Provided records -
******

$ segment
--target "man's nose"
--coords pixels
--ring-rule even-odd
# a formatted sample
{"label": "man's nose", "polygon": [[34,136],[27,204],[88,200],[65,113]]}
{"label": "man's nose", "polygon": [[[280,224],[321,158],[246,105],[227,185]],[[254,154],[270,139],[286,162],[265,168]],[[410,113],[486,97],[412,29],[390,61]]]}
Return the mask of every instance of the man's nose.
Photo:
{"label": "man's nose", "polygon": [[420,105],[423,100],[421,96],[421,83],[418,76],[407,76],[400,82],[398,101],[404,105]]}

******

Stated goal -
Please write out all of the data above again, swapping "even-odd" for "nonzero" and leaving everything else unchanged.

Exercise response -
$ segment
--target "man's nose"
--coords pixels
--ring-rule nonzero
# a formatted sample
{"label": "man's nose", "polygon": [[34,136],[27,204],[88,200],[65,113]]}
{"label": "man's nose", "polygon": [[[280,224],[321,158],[246,105],[227,185]],[[254,154],[270,139],[286,162],[265,168]],[[410,113],[486,97],[412,29],[390,61]]]}
Return the mask of every instance of the man's nose.
Photo:
{"label": "man's nose", "polygon": [[420,105],[423,100],[421,96],[421,83],[418,76],[407,76],[400,82],[398,101],[404,105]]}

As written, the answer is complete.